*WHAT TO DO:*
Count how many lines of the listing below contain the word "green", with case taken into account. Reply with the number alone.

*ENTRIES SHOWN:*
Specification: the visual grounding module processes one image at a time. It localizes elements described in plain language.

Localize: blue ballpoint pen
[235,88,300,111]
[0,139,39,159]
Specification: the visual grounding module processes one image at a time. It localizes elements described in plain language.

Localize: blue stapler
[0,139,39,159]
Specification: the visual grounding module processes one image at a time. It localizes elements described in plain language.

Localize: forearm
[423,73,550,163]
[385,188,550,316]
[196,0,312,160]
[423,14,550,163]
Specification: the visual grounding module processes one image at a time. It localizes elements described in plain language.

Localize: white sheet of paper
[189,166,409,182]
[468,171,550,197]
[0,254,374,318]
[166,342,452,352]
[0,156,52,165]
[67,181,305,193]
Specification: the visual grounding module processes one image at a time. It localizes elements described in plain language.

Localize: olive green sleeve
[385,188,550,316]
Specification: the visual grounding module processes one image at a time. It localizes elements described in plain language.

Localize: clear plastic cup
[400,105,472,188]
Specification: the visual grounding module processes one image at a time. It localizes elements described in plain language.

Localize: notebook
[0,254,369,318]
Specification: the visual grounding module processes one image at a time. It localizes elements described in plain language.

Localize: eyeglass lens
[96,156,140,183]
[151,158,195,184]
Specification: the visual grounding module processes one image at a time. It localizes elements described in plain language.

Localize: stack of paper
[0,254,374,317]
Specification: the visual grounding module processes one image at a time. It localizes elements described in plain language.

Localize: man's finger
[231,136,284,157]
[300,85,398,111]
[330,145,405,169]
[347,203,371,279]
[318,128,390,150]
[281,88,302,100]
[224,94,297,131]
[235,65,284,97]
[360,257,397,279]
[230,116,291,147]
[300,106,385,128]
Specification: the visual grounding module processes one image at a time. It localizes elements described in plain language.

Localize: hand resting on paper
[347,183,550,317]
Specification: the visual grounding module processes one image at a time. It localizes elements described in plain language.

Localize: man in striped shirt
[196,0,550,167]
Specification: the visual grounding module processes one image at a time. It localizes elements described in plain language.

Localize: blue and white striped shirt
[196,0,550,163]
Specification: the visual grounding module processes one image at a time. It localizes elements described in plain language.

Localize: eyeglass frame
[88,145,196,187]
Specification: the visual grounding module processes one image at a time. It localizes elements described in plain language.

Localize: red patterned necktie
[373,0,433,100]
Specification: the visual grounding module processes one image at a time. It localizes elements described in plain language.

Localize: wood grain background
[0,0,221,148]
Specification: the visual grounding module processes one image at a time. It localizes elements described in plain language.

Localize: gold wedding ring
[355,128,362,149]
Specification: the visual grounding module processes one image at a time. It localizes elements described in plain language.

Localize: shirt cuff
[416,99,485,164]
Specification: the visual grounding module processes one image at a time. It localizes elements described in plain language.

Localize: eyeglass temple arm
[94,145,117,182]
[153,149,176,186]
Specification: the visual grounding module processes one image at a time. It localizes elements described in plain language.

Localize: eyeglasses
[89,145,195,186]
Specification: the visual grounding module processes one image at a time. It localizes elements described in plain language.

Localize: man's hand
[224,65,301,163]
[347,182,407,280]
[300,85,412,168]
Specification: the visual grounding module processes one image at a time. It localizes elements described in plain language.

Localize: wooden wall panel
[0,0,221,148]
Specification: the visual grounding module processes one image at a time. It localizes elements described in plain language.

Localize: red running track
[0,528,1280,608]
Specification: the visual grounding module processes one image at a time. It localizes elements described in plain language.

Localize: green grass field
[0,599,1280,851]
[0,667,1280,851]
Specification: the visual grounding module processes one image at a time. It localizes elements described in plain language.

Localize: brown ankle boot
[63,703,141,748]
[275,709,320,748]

*RESULT OF THIS EXERCISE:*
2